### AVAILABLE DATA
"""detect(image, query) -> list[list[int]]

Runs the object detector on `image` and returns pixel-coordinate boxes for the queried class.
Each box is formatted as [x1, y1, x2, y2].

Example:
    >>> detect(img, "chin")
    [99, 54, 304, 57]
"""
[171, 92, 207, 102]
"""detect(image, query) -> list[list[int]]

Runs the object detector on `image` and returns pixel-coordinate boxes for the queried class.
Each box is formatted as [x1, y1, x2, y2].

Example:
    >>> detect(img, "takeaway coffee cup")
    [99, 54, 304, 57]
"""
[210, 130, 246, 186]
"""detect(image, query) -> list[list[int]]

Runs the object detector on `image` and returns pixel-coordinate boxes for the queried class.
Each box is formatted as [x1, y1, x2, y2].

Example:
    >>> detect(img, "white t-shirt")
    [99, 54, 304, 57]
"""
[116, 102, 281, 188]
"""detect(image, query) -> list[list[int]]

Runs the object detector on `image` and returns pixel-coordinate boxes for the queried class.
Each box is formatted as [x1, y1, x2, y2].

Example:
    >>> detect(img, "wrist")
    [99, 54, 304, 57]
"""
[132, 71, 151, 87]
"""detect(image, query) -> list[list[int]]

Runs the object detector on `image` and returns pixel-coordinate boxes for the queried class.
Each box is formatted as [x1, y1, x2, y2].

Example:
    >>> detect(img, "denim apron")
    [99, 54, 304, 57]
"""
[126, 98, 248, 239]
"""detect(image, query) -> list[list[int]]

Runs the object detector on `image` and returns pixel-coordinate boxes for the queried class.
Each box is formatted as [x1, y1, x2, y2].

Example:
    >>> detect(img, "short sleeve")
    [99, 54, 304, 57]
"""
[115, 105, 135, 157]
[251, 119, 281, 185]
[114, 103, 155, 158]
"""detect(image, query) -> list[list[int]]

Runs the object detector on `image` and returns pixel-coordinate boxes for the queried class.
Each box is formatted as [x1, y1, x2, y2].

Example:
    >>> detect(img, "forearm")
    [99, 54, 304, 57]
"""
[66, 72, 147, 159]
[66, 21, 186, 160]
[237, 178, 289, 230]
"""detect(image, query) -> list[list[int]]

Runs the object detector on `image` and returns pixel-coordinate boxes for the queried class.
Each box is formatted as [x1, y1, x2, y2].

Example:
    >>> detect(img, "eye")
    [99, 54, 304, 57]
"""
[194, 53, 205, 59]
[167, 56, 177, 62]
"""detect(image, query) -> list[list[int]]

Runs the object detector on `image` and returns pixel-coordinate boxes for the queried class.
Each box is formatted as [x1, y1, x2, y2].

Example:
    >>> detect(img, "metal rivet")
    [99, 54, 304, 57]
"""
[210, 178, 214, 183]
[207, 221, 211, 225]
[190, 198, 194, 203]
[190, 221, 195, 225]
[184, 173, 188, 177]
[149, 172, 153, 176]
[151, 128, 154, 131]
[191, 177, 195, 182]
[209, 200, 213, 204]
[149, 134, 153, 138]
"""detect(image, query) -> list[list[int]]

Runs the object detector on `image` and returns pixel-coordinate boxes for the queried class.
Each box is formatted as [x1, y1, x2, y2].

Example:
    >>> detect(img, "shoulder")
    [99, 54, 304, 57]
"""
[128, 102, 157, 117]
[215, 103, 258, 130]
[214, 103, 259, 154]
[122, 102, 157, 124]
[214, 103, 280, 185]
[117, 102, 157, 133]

---

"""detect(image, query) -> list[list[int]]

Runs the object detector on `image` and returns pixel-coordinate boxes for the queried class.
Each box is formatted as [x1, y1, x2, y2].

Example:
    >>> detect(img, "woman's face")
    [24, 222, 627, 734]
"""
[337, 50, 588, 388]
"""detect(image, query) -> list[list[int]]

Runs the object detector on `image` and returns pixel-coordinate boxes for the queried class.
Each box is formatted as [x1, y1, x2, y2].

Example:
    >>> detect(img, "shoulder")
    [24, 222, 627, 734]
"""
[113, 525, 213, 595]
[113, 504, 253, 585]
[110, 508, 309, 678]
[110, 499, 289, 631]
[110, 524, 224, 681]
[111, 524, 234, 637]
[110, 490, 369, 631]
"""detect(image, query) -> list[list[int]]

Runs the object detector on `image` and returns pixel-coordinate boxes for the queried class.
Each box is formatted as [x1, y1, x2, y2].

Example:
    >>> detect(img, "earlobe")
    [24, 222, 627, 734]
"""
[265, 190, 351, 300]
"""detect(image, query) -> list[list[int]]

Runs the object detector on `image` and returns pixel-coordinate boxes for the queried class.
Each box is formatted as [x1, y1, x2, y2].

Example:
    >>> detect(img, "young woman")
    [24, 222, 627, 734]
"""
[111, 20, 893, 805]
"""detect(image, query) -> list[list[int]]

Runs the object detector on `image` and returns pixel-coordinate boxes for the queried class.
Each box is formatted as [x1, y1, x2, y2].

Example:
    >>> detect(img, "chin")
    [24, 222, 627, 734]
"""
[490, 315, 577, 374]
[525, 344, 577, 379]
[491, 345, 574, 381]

### WHAT IS NEEDED
Which lines above contain the word "woman"? List them.

### WRITTEN ANSWER
    >>> detect(img, "woman's face")
    >>> detect(img, "young woman")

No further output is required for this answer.